*** RECORDS FOR THIS TASK ***
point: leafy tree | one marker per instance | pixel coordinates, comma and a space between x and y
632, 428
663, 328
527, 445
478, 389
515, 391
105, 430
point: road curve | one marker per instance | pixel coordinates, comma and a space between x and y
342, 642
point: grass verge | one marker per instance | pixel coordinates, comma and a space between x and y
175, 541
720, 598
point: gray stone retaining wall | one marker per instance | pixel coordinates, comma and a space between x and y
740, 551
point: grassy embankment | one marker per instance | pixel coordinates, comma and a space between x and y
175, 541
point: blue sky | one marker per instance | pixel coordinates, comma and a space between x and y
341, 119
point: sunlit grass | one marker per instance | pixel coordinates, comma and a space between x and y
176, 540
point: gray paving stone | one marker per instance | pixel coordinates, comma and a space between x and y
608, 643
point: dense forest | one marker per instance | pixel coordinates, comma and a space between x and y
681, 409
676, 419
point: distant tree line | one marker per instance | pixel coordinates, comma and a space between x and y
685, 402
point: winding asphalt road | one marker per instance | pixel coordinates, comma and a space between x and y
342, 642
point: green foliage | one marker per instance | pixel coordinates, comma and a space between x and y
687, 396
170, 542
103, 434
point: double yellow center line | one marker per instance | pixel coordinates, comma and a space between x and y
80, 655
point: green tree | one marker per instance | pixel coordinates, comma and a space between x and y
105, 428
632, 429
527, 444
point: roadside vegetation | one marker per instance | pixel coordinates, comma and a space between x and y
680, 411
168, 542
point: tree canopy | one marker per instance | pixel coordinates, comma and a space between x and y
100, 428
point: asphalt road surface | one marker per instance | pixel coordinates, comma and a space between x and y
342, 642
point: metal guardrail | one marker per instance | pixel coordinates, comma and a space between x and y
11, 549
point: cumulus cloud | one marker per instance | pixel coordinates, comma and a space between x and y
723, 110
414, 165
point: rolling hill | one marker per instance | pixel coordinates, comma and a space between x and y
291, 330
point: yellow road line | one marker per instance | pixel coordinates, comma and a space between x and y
***
* [THE EXERCISE]: Rewrite every entry above, changing "one marker per instance" to "a single marker for each instance" wherever it appears and leaving everything else unchanged.

* [RIGHT ANSWER]:
point: leafy tree | a single marker for each instance | pixel coordinates, comma and a space between x and y
632, 428
663, 328
527, 445
478, 389
515, 391
105, 430
point: road curve | a single marker for each instance | pixel coordinates, comma and a space between x and y
342, 642
point: grass verge | a single marker for each instance | pixel coordinates, comma and a space between x and y
175, 541
720, 598
point: gray stone retaining wall | a single marker for each instance | pixel coordinates, comma and a space between x and y
740, 551
point: grassy embankment | a single marker for each instance | pixel coordinates, comma and a space between x and y
175, 541
point: blue sky | a single marker for each instance | pixel coordinates, comma and a space between x and y
341, 119
point: sunlit grass | a single marker for each instance | pixel coordinates, comma and a space between x and y
176, 540
point: gray paving stone | a single marker for each instance | pixel coordinates, comma and a space between x and y
608, 643
point: dense forest | a single marker for each instance | pixel coordinates, comma and a space between x and y
681, 409
676, 419
point: distant tree line | a single marker for each instance | pixel coordinates, comma and a space between x and y
685, 402
point: winding asphalt road | a single marker for each instance | pixel coordinates, comma and a space between x and y
342, 642
point: green foliage | a single marker for each instance | pixel coordinates, comma and a space between x and y
687, 396
170, 542
103, 434
point: double yellow center line | a single marker for each instance | pixel coordinates, comma and a space between x and y
80, 655
point: green tree | a single marker for each instance | pixel coordinates, comma and a space between x and y
105, 428
632, 429
527, 444
point: roadside vegetation | a single marker for each instance | pixel coordinates, comma and a space between x and y
680, 411
168, 542
point: tree canopy | a single marker for each instance | pixel coordinates, comma and a space between x and y
100, 428
point: asphalt road surface | a single marker for each instance | pixel coordinates, comma and a space between x and y
342, 642
point: metal guardrail | a single marker for each instance | pixel coordinates, comma and a space between x and y
11, 549
point: cumulus cloud | a single marker for each instance | pixel coordinates, comma and a space between x and y
723, 110
414, 165
point: rolling hill | a single marker for each instance | pixel coordinates, comma and a space between x and y
291, 330
point: yellow road line | a single marker for each instance | pixel coordinates, comma and a space between x and y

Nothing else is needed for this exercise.